[Brief]
Identify every line in the records below that contains the string "list" and copy each of those lines.

[Input rows]
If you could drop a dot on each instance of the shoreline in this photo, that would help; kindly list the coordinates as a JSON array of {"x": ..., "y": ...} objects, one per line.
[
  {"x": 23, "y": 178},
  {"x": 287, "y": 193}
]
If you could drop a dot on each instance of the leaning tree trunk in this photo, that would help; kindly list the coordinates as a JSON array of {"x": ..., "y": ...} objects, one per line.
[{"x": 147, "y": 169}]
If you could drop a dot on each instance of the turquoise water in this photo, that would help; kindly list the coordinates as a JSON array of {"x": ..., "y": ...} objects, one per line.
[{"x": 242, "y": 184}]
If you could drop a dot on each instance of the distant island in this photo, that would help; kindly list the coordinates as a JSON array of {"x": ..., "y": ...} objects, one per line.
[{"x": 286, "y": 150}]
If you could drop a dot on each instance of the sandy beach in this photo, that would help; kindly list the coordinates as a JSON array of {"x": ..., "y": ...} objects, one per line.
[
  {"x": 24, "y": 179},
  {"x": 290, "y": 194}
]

--

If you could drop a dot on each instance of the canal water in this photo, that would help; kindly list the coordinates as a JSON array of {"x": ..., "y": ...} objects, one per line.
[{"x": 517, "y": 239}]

[Output of the task]
If you could drop a dot on each instance of the shoreline in this photo, that would help; kindly list the coordinates as a JSON array of {"x": ..., "y": ...} objects, one per line.
If you could drop a dot on each instance of the leaning tree trunk in this photo, that would help; kindly list the coordinates as a JSON array of {"x": ..., "y": ...} objects, one per line.
If you could drop a dot on each instance of the turquoise water in this photo, that would help; kindly list the coordinates as a JSON array of {"x": ..., "y": ...} objects, one per line.
If you could drop a dot on each instance of the distant island in this photo, that would help; kindly list the coordinates as a JSON array of {"x": ..., "y": ...} objects, one per line.
If you could drop a dot on each instance of the sandy beach in this photo, that would help; kindly list the coordinates as a JSON array of {"x": ..., "y": ...} objects, one per line.
If you could drop a dot on each instance of the canal water in this photo, that would help; kindly list the coordinates as a JSON array of {"x": ..., "y": ...} objects, one per line.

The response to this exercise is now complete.